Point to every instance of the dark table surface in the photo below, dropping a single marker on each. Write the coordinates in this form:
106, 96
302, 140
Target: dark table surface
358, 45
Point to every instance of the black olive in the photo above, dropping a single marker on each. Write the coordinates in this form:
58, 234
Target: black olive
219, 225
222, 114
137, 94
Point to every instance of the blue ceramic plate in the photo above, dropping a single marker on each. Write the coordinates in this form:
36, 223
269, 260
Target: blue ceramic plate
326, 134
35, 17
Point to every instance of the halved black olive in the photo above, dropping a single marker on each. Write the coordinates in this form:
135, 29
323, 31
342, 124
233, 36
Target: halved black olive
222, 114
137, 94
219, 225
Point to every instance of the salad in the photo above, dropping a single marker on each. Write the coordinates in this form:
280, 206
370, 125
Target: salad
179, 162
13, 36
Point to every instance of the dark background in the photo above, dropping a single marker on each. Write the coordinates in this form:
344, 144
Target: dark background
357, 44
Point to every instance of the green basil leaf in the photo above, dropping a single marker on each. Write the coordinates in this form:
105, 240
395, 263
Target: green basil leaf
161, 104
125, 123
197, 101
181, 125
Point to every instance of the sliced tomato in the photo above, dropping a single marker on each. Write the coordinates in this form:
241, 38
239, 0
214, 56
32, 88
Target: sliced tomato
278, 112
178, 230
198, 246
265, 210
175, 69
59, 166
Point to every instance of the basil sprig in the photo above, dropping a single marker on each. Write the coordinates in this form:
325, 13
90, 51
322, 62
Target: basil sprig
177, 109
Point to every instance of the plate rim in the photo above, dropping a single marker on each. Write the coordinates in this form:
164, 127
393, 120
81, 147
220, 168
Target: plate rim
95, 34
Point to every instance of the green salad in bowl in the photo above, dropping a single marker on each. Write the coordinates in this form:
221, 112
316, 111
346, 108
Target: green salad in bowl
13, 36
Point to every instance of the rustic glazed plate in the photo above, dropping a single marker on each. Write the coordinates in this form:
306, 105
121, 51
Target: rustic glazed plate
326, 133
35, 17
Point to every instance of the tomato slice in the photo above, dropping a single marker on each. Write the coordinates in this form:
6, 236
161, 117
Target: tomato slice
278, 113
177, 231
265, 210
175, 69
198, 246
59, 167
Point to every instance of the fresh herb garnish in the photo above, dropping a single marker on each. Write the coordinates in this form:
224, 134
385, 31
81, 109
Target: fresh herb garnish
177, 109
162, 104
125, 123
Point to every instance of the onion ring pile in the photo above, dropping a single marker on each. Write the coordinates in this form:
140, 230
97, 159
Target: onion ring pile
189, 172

-- -- --

→ Aim of the task: Reproduce all of the lines above verbatim, with no changes.

→ Task result:
Point to every instance of the dark table surface in the photo below, dropping a single marker on each. Write the coordinates in this form:
106, 96
302, 140
Target: dark table surface
358, 45
Point to every instance of the black olive in the photo above, dropping a single marker on each. Write the coordinates in this form:
58, 234
Target: black olive
219, 225
222, 114
137, 94
Point to every instance of the blue ceramic plate in the photo above, dropping a single marker on each. Write the coordinates in this form:
36, 223
269, 260
Target: blue ceramic plate
326, 134
35, 17
Point to every instance of the halved black olive in the photo above, dropping a single marker on each. Write the coordinates in this form:
135, 29
323, 31
342, 124
233, 36
Target: halved black olive
222, 114
137, 94
219, 225
Point to every instance of the salad in the photo above, dropping a single marker on each. Write the coordinates in this form:
280, 206
370, 125
Target: salad
179, 162
13, 36
Point to every instance of the dark background in the photo above, dropping a single marker on each. Write the coordinates in this form:
344, 144
Target: dark background
357, 44
Point to every instance of the green basil leaf in the photo above, dropping a single marker on each. Write the coordinates in this form:
105, 240
395, 263
Target: green basil leaf
161, 104
125, 123
197, 101
181, 125
Point to every instance of the sliced tomato in the photo above, dropping a single marker on each. Write the coordinates in this form:
241, 38
239, 0
214, 56
32, 88
Target: sliced tomato
278, 112
178, 230
198, 246
265, 210
175, 69
59, 166
Point to every instance of the basil sprig in the photo above, dropping a single marker on each. Write the coordinates in this form:
325, 13
90, 51
322, 62
Target: basil sprig
177, 109
Point to every instance of the plate rim in the photo above, dropping a single marker on each. Write the coordinates in this form:
164, 127
393, 120
81, 147
220, 168
Target: plate rim
95, 34
Point to every instance of the green salad in bowl in the photo above, dropping a single marker on each. Write the coordinates in this form:
221, 112
316, 111
346, 108
Target: green salad in bowl
13, 36
Point to every instance of the rustic glazed plate in the photo above, dropping a single marker on each. Write the coordinates in this form:
306, 105
121, 51
Target: rustic glazed plate
326, 133
35, 17
Point to every instance of the tomato slice in the photo above, dropping a single marker on each. Write the coordinates in this form:
6, 236
161, 117
Target: tomato slice
278, 113
177, 231
265, 210
175, 69
198, 246
59, 167
Point to every instance of the fresh herb garnish in the photo above, dropping a single marker on each. Write the coordinates in this form:
224, 134
385, 31
81, 109
Target: fresh herb garnish
177, 109
162, 104
125, 123
Point to every instance of the onion ring pile in the photo above, dropping a single marker on each. Write the coordinates in this form:
140, 230
97, 159
Target: onion ring pile
189, 172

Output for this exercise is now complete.